Outline records

────────────────────────────────────────

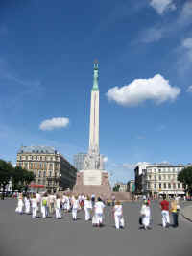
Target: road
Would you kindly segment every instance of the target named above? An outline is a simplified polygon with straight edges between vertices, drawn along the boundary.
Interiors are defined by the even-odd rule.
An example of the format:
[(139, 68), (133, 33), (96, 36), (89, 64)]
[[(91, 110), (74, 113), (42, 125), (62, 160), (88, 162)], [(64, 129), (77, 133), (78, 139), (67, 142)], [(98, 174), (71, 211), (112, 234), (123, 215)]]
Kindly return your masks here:
[(116, 230), (111, 209), (107, 207), (105, 227), (93, 228), (84, 214), (72, 221), (71, 214), (62, 219), (14, 212), (16, 201), (0, 201), (0, 256), (191, 256), (192, 223), (180, 217), (177, 229), (163, 230), (158, 204), (152, 204), (153, 229), (139, 230), (140, 203), (124, 204), (126, 228)]

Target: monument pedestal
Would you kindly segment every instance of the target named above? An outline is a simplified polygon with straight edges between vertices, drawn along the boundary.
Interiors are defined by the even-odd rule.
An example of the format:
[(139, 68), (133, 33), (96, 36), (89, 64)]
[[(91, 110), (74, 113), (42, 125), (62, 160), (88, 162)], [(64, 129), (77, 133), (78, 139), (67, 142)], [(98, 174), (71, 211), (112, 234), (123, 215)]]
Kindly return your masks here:
[(89, 196), (94, 193), (96, 197), (110, 198), (112, 192), (108, 172), (99, 169), (82, 170), (78, 172), (73, 193)]

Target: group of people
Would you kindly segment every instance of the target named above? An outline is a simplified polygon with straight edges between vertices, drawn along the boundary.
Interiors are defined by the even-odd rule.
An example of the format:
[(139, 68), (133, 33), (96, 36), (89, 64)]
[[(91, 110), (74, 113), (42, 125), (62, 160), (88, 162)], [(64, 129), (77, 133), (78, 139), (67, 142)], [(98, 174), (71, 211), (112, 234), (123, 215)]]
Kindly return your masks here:
[[(101, 227), (103, 225), (104, 208), (106, 204), (98, 197), (95, 200), (93, 194), (91, 198), (86, 195), (66, 194), (44, 194), (33, 193), (32, 195), (22, 193), (18, 194), (18, 202), (15, 212), (19, 214), (32, 214), (36, 218), (39, 214), (43, 218), (55, 214), (56, 218), (62, 218), (62, 210), (71, 212), (72, 219), (77, 220), (77, 215), (80, 210), (84, 210), (85, 221), (92, 220), (93, 226)], [(124, 227), (123, 208), (119, 201), (115, 201), (112, 208), (115, 227), (117, 229)]]
[[(140, 228), (144, 228), (145, 230), (151, 229), (152, 223), (152, 216), (151, 216), (151, 209), (150, 209), (150, 200), (144, 198), (143, 204), (140, 210), (140, 218), (139, 218), (139, 224)], [(166, 200), (166, 195), (163, 195), (163, 200), (160, 202), (161, 208), (161, 217), (162, 217), (162, 227), (169, 228), (170, 226), (170, 213), (173, 218), (173, 227), (176, 228), (179, 225), (178, 222), (178, 216), (180, 212), (180, 204), (179, 198), (174, 198), (171, 203)]]
[[(15, 211), (19, 214), (32, 214), (33, 218), (39, 217), (40, 214), (43, 218), (54, 214), (56, 218), (61, 218), (63, 210), (64, 212), (71, 212), (72, 219), (75, 221), (78, 212), (84, 210), (85, 221), (92, 220), (93, 226), (99, 227), (103, 225), (105, 206), (105, 202), (100, 197), (95, 201), (94, 194), (89, 197), (88, 195), (47, 194), (46, 192), (44, 194), (33, 193), (31, 196), (20, 193)], [(176, 198), (169, 203), (164, 196), (159, 206), (163, 228), (170, 226), (170, 213), (173, 217), (173, 227), (178, 227), (179, 200)], [(123, 228), (125, 226), (123, 206), (120, 201), (116, 201), (114, 198), (112, 216), (116, 229)], [(146, 198), (143, 199), (140, 209), (139, 224), (140, 228), (145, 230), (152, 228), (151, 202)]]

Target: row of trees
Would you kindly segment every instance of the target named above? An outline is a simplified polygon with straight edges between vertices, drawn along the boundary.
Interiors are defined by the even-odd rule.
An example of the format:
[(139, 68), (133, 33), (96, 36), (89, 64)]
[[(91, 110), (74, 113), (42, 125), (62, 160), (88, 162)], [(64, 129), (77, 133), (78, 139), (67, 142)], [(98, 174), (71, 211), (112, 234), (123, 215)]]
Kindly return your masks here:
[(0, 188), (5, 192), (6, 186), (12, 181), (13, 191), (27, 192), (29, 184), (35, 179), (32, 171), (20, 166), (13, 167), (9, 162), (0, 159)]

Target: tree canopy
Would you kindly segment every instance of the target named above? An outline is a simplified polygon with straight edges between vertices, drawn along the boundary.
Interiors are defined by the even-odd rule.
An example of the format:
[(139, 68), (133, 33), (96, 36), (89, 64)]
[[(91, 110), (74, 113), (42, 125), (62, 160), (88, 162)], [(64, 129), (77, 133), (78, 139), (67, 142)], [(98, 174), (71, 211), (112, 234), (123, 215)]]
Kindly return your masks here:
[(0, 159), (0, 187), (3, 187), (3, 190), (12, 181), (13, 191), (27, 191), (29, 184), (34, 179), (35, 175), (32, 171), (20, 166), (13, 167), (11, 163)]
[(178, 174), (178, 180), (186, 186), (186, 191), (192, 193), (192, 166), (183, 168)]

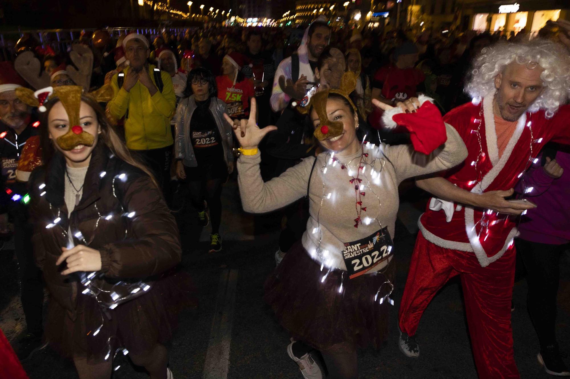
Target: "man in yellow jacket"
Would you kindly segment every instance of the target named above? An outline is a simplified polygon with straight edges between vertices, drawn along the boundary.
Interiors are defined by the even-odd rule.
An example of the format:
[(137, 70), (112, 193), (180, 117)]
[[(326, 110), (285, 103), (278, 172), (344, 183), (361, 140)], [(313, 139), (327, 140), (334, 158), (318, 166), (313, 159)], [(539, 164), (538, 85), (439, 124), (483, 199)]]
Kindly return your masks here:
[(145, 160), (168, 194), (174, 142), (170, 119), (176, 104), (172, 80), (168, 72), (148, 64), (150, 51), (144, 36), (129, 34), (123, 44), (129, 65), (111, 80), (115, 96), (109, 111), (117, 120), (125, 117), (127, 147)]

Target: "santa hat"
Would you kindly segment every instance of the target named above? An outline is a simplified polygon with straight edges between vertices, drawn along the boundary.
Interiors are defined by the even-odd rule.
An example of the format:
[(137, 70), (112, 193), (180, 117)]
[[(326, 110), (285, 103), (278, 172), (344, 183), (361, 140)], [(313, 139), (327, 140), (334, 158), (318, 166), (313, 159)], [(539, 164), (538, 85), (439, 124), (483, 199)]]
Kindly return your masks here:
[(47, 98), (53, 93), (54, 88), (51, 86), (38, 89), (34, 93), (34, 96), (38, 99), (38, 102), (39, 103), (38, 110), (40, 112), (46, 112), (46, 106), (43, 104), (47, 101)]
[[(246, 63), (246, 56), (235, 51), (233, 51), (229, 54), (226, 54), (226, 56), (223, 57), (223, 59), (227, 59), (227, 60), (234, 65), (238, 71), (242, 69), (242, 67), (243, 67)], [(237, 80), (238, 76), (236, 75), (234, 77), (234, 85), (235, 85), (235, 82)]]
[(18, 75), (10, 61), (0, 62), (0, 92), (12, 91), (26, 83)]
[(125, 49), (123, 46), (119, 46), (113, 50), (115, 52), (115, 64), (119, 67), (123, 62), (127, 61), (127, 57), (125, 56)]
[(148, 44), (148, 40), (146, 39), (146, 37), (144, 36), (142, 34), (139, 34), (138, 33), (131, 33), (130, 34), (127, 34), (124, 39), (123, 40), (123, 47), (127, 48), (127, 43), (133, 38), (137, 38), (142, 42), (144, 46), (146, 47), (146, 48), (149, 48), (149, 45)]
[(174, 61), (174, 72), (176, 72), (178, 71), (178, 63), (176, 62), (176, 56), (174, 55), (174, 53), (172, 52), (172, 51), (168, 49), (162, 50), (160, 52), (160, 53), (158, 54), (158, 59), (157, 60), (158, 61), (158, 69), (162, 69), (160, 67), (160, 57), (164, 56), (165, 55), (167, 55), (168, 54), (172, 56), (172, 59)]
[(61, 74), (65, 74), (69, 76), (69, 73), (66, 71), (66, 65), (64, 63), (62, 63), (54, 69), (51, 73), (51, 76), (50, 77), (50, 80), (53, 80), (56, 76)]
[(229, 54), (226, 54), (226, 56), (223, 57), (225, 59), (227, 59), (230, 61), (230, 63), (235, 66), (236, 68), (238, 70), (241, 70), (246, 63), (245, 56), (235, 51), (233, 51)]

────────────────────────────────────────

_Stated problem_:
Rewrite the stretch from the start of the entries through the line containing "204), (126, 228)]", replacing "masks" with "outlines" and leaving everything else unchanged. Omit the pictures from your answer.

_Right answer_:
Target: road
Would you kindly segment every instance of the target named above? An outline is a simplified polygon with straight edges between vertices, drawn along the boundary.
Interiors are defined by the even-odd rule.
An example of the format:
[(139, 68), (133, 33), (96, 36), (89, 64)]
[[(91, 110), (74, 113), (42, 125), (62, 160), (88, 162)], [(64, 129), (77, 133), (78, 139), (67, 142)], [(98, 174), (71, 211), (112, 234), (123, 215)]]
Kindly return your outlines here:
[(116, 230), (111, 209), (107, 207), (105, 227), (93, 228), (84, 214), (72, 221), (71, 214), (62, 219), (14, 212), (16, 201), (0, 201), (0, 256), (191, 256), (192, 223), (180, 217), (177, 229), (163, 230), (158, 204), (152, 204), (153, 229), (139, 230), (140, 203), (124, 204), (126, 228)]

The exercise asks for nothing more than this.